_WHAT IS REQUIRED:_
Which lines below contain the word "hand" with case matching exactly? Locate each one and copy it out in full.

_LISTING:_
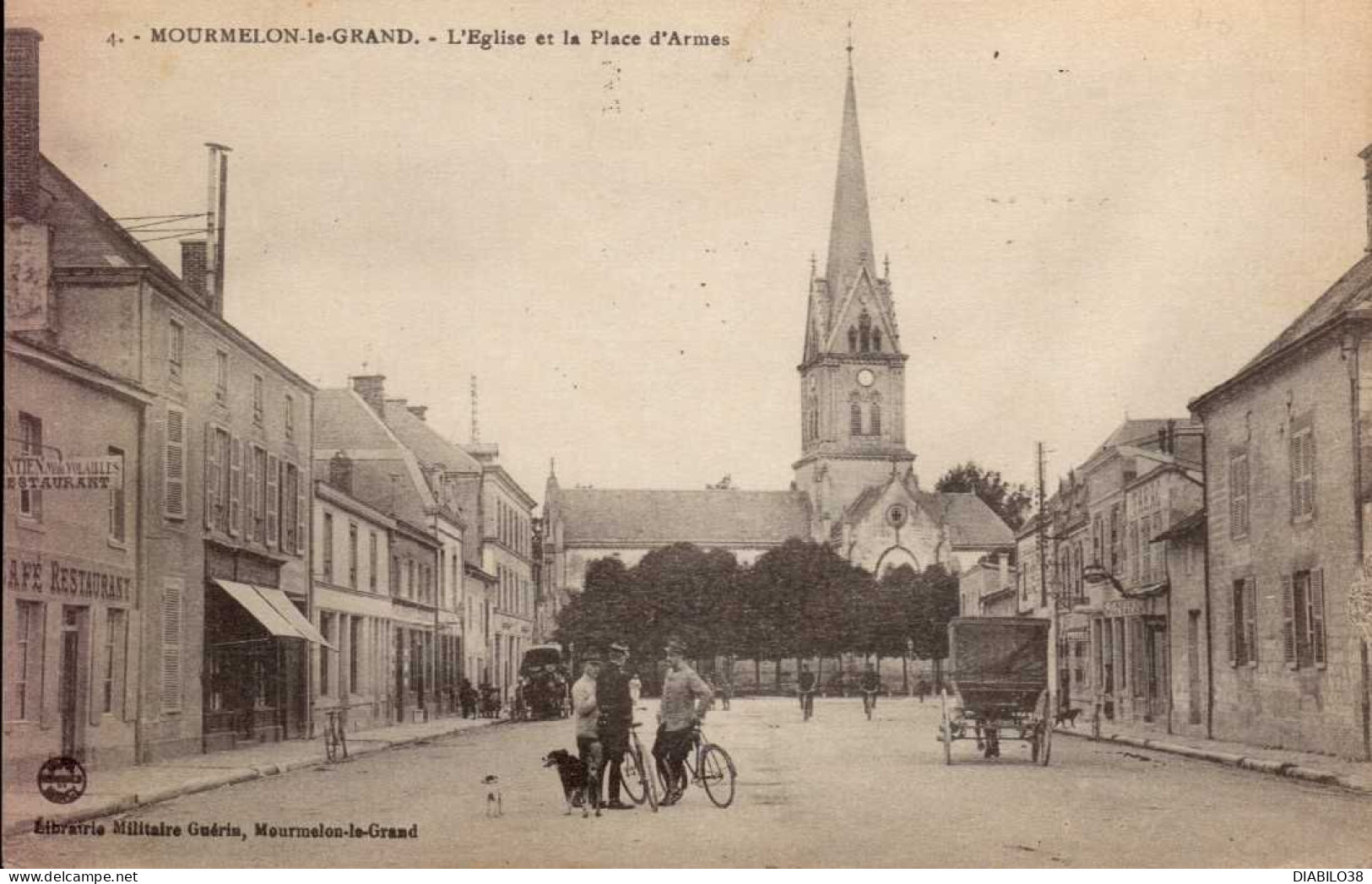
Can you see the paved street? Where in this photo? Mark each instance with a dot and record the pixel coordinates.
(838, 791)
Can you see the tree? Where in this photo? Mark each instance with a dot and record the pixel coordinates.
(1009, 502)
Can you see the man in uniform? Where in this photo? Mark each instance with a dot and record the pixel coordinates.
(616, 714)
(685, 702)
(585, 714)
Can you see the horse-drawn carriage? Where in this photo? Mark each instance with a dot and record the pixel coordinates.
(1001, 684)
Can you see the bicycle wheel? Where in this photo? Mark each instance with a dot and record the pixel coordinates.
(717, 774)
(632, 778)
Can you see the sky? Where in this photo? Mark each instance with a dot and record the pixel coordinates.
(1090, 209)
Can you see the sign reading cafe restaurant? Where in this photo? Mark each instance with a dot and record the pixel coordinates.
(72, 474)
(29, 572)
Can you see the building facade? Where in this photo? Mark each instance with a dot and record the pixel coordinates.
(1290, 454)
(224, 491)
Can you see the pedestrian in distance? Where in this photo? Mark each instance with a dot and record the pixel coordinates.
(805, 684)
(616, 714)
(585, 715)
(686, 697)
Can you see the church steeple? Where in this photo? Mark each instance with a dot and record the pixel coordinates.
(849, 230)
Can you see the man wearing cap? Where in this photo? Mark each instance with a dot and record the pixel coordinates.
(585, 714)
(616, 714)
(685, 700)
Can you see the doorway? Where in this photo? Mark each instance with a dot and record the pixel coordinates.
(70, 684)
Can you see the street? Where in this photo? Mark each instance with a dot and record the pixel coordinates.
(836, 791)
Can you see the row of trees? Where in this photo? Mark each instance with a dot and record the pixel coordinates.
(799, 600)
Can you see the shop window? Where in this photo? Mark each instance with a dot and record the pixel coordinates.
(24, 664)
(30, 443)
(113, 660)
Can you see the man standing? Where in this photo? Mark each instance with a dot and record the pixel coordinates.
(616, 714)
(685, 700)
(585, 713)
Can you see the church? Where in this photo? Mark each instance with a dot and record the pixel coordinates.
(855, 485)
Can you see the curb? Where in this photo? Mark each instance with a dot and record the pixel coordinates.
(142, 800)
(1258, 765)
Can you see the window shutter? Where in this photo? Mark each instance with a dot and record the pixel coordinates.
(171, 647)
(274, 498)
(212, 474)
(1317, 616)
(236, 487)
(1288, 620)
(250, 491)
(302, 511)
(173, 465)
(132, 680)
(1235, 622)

==

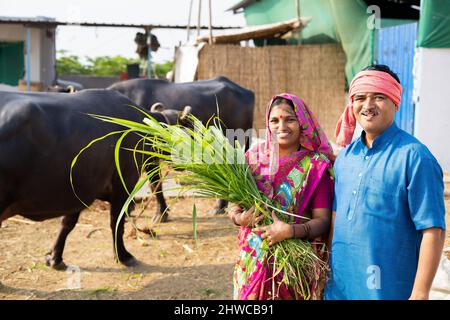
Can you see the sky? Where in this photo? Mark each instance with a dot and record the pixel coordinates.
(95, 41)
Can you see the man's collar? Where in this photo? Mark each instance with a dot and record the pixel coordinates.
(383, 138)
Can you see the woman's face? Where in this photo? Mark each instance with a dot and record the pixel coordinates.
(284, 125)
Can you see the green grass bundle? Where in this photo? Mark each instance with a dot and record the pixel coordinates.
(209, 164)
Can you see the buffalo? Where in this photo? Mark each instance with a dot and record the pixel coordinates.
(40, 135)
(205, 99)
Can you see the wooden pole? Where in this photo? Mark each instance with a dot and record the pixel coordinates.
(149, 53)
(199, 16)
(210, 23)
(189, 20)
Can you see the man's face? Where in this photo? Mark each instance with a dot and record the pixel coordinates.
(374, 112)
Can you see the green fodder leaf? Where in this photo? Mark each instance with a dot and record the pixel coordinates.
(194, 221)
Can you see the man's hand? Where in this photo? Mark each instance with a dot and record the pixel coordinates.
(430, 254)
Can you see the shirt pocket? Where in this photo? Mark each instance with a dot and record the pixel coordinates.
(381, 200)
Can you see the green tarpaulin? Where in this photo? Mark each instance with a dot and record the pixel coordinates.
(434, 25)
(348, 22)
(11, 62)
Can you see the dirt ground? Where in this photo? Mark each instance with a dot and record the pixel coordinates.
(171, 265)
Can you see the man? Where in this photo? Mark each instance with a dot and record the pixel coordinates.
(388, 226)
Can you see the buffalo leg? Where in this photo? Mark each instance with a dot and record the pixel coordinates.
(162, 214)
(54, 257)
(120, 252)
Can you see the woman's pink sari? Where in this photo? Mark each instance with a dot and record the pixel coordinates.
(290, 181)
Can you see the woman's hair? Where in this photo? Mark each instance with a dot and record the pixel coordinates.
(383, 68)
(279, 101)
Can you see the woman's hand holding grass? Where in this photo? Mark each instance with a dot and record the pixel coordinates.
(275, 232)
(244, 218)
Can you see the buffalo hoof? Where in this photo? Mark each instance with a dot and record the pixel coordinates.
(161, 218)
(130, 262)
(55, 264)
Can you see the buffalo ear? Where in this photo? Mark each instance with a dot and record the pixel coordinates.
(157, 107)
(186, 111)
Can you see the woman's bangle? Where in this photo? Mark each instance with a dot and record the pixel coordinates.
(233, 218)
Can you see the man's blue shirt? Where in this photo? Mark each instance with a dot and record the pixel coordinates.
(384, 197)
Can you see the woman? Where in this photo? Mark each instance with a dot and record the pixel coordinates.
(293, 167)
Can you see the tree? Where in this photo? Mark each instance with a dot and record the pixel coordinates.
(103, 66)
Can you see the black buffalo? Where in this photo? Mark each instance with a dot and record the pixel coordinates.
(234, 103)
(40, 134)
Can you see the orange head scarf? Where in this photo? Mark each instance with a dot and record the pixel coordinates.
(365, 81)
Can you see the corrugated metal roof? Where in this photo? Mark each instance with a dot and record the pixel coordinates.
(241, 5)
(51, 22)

==

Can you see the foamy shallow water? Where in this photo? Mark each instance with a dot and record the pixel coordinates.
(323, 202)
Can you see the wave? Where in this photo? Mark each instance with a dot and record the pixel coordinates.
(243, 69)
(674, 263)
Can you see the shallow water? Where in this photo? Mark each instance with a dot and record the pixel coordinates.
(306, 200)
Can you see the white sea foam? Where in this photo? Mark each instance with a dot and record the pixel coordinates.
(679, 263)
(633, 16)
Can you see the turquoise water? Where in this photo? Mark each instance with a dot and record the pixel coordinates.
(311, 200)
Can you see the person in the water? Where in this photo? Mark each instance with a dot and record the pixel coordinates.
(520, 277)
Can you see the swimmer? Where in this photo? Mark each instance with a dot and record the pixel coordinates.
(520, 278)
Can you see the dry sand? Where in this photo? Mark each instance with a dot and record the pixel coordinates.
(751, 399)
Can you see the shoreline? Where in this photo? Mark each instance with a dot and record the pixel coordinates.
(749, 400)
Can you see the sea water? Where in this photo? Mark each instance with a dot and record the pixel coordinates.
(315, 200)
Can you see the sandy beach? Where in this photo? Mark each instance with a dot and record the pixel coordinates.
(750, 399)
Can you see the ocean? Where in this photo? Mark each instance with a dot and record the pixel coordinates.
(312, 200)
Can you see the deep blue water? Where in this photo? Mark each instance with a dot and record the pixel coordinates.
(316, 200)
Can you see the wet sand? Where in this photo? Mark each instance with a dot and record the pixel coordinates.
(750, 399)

_TASK SOLUTION:_
Can you see the man's hand? Where in this photo? Mark each instance with a dot and record the pixel coordinates.
Can you see the woman's hand holding grass? Where in this photo? Mark each instance with a dot and record the pixel coordinates.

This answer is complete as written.